**Stated exercise**:
Can you format every line of the records below as a JSON list of strings, one string per line, with blank lines skipped and the pictures left out?

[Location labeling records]
········

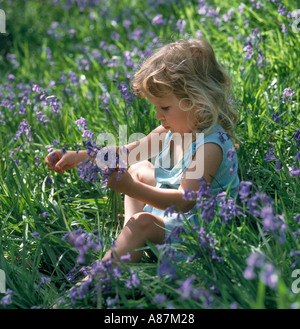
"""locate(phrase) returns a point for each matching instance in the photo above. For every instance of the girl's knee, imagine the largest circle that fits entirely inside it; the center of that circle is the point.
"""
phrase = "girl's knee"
(143, 172)
(141, 220)
(148, 226)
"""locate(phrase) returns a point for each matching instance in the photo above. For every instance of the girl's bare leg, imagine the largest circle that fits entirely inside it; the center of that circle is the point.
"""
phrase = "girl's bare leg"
(138, 229)
(143, 172)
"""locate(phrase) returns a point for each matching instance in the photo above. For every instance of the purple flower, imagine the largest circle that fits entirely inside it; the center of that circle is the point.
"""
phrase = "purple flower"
(282, 10)
(166, 268)
(297, 157)
(181, 23)
(158, 20)
(270, 156)
(45, 215)
(159, 299)
(186, 288)
(7, 300)
(44, 280)
(83, 242)
(270, 276)
(294, 172)
(25, 129)
(231, 154)
(36, 235)
(133, 281)
(287, 95)
(255, 260)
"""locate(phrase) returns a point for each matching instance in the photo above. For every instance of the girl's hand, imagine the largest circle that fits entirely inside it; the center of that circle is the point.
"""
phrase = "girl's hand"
(120, 182)
(60, 162)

········

**Output below**:
[
  "\"\"\"locate(phrase) returns a point for each matching instance in the photo above. For every instance of the girl's knee, imagine the largest circle that fits entirely inside it; the center of that circle is the point.",
  "\"\"\"",
  "phrase = \"girl's knee\"",
  "(143, 172)",
  "(141, 220)",
  "(148, 226)",
  "\"\"\"locate(phrase) returns a point for each matching instance in the photo above. For every instance of the girl's bare leg, imagine the largest circle that fits entirely inside it; the center of that circle is the point.",
  "\"\"\"",
  "phrase = \"girl's bare leg\"",
  "(138, 229)",
  "(143, 172)",
  "\"\"\"locate(phrase) returns a point for each matching instance in the photo above. For every instance of the purple flower, imagine the largest circle that fits entirely inside it; the center of that circle is the point.",
  "\"\"\"",
  "phrase = \"purple flower\"",
  "(282, 10)",
  "(166, 268)",
  "(297, 157)",
  "(181, 23)",
  "(158, 20)",
  "(270, 156)",
  "(45, 215)",
  "(159, 299)",
  "(186, 288)",
  "(7, 300)",
  "(44, 280)",
  "(83, 242)",
  "(270, 276)",
  "(294, 172)",
  "(25, 129)",
  "(231, 154)",
  "(36, 235)",
  "(133, 281)",
  "(287, 95)",
  "(255, 260)",
  "\"\"\"locate(phrase) returns a point for each matching instance in the photo above. For every instance of the girl's hand, imagine the largest circle that fits entirely inside it; the center of that circle is the point.",
  "\"\"\"",
  "phrase = \"girl's hand\"",
  "(120, 182)",
  "(60, 162)"
]